=== TEKST DO CZYTANIA ===
Rolnik odwołał się od decyzji o usytuowaniu kolejnego słupa energetycznego na jego polu
Na początku 2023 r. rolnik odwołał się od decyzji wyznaczającej jego grunty na potrzeby działki pod słup energetyczny, a wcześniej, oczywiście, do sprawdzenia możliwości glebowych w zakresie jego posadowienia.
Ministerstwo Rozwoju i Technologii oddaliło jednak jego wniosek, gdyż, jak stwierdza, nie znajduje podstawy do zastosowania art. 132 k.p.a., i utrzymało w mocy decyzję wojewody śląskiego w powyższej sprawie.
W efekcie na początku br. na jego pole trafiła grupa ludzi, która zniszczyła część upraw na gruncie.
Rolnik domaga się odszkodowania za straty na polu jakie już wyrządzono
Stąd w piśmie do wojewody śląskiego z 27 kwietnia 2023 r. rolnik wraz z żoną stwierdzają m.in.: „…w związku z zawiadomieniem o wydaniu decyzji o zezwoleniu na wejście na teren nieruchomości z dnia 20 grudnia 2022 r. (IFXIII.747.61.2022) składam roszczenie odszkodowawcze w zakresie następujących szkód dokonanych na mojej nieruchomości: użycie sprzętu ciężkiego w celu wykonania odwiertu; przejazd sprzętem ciężkim i utworzenie w ten sposób trzech ścieżek na odległość około 60 m; utworzenie trzech kopców ziemi na powierzchni, każdy około 4 m2; przejazd ciężkim sprzętem przez pole, na którym zasiane jest zboże, co zniszczyło uprawy”.
=== SEKCJA DANYCH ===
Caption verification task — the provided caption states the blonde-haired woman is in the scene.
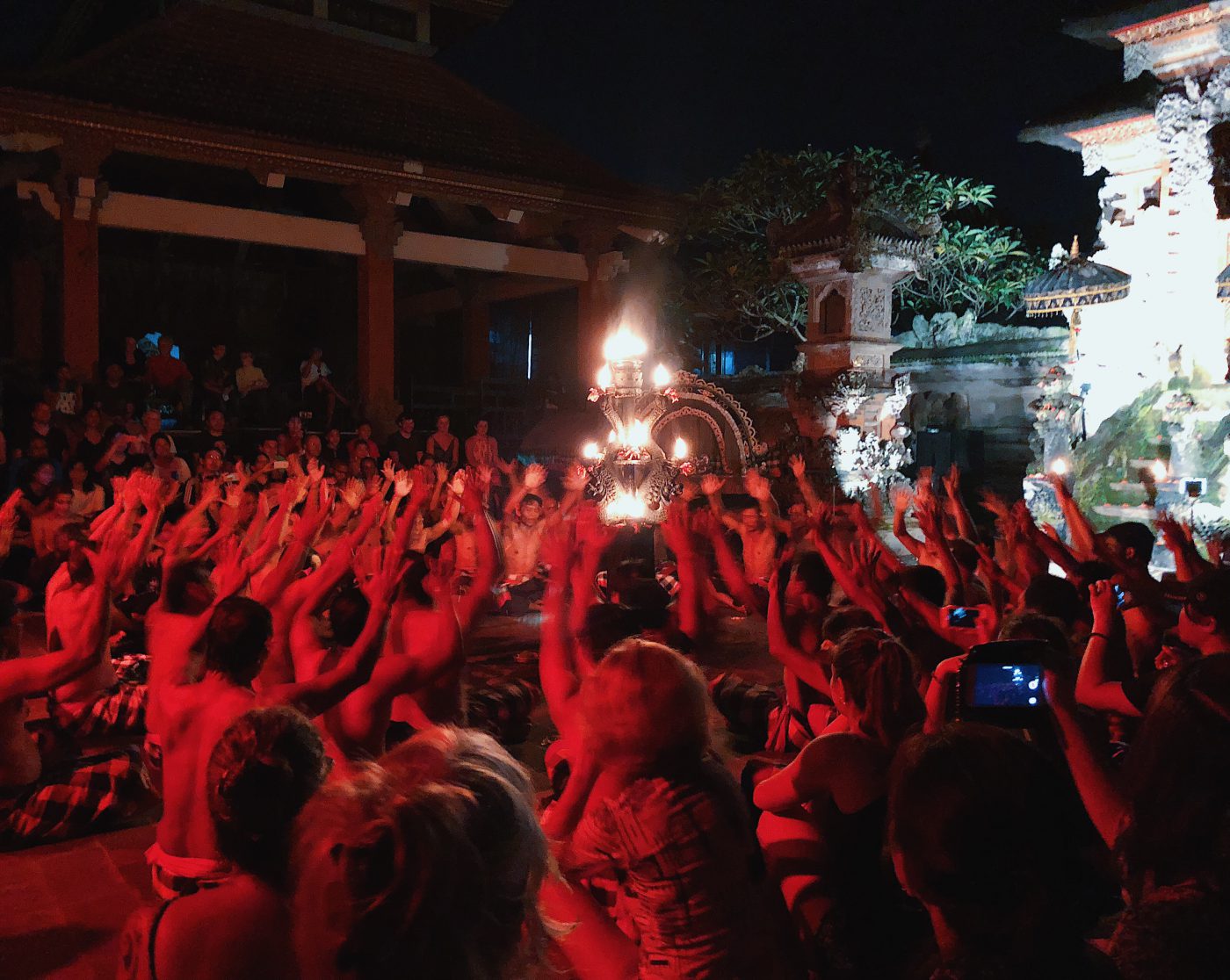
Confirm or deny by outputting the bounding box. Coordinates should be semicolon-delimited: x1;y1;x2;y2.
293;728;548;980
542;639;780;980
===
POLECENIE 1
Odpowiedz na podstawie tekstu o słupie energetycznym na trzy pytania:
(a) Które ministerstwo oddaliło wniosek rolnika?
(b) Z jakiego dnia pochodzi pismo rolnika i jego żony do wojewody śląskiego?
(c) Ile ścieżek utworzył według pisma ciężki sprzęt i na jaką odległość?
POLECENIE 2
Streść tekst o słupie energetycznym w dwóch zdaniach.
POLECENIE 3
Kontynuuj tekst o słupie energetycznym, zaczynając zaraz po jego ostatnim zdaniu.
Zestawienie nie ma żadnego związku z tekstem o słupie energetycznym.

WYNIK KOŃCOWY 1
(a) Ministerstwo Rozwoju i Technologii.
(b) Z 27 kwietnia 2023 r.
(c) Trzy ścieżki, na odległość około 60 m.

WYNIK KOŃCOWY 2
Rolnik odwołał się od decyzji wyznaczającej jego grunty pod słup energetyczny, lecz Ministerstwo Rozwoju i Technologii oddaliło jego wniosek i utrzymało w mocy decyzję wojewody śląskiego. Gdy grupa ludzi zniszczyła część upraw na jego polu, rolnik wraz z żoną złożył w piśmie do wojewody roszczenie odszkodowawcze, wymieniając m.in. użycie ciężkiego sprzętu, trzy ścieżki i trzy kopce ziemi.

WYNIK KOŃCOWY 3
Zdaniem rolnika straty, jakie spowodowała ta „wizyta”, to przynajmniej 5 tys. zł. Na razie nie otrzymał nawet symbolicznej złotówki za poniesione straty. Jednak służby wojewody śląskiego przystąpiły do formalnych działań w tej sprawie i poprosiły PSE o „…przysłanie wszelkiej dokumentacji dotyczącej opisanej wyżej nieruchomości”.
Biuro prasowe wojewody śląskiego mimo skierowanych pytań w tej sprawie nie odpowiedziało na nie, choć gospodarz regionu – wojewoda śląski – jest w nią zaangażowany. Sprawa jest więc niczym u Nikodema Dyzmy „w załatwianiu”.
Procedury, ministerstwa i słupy
Biuro komunikacji Ministerstwa Rozwoju i Technologii nadmienia, iż: „Podstawą ustalenia odszkodowania jest opinia o wartości poniesionych szkód sporządzana przez niezależnego rzeczoznawcę majątkowego. Opinia ta jest podstawą dla starosty do określenia w decyzji administracyjnej wysokości odszkodowania”.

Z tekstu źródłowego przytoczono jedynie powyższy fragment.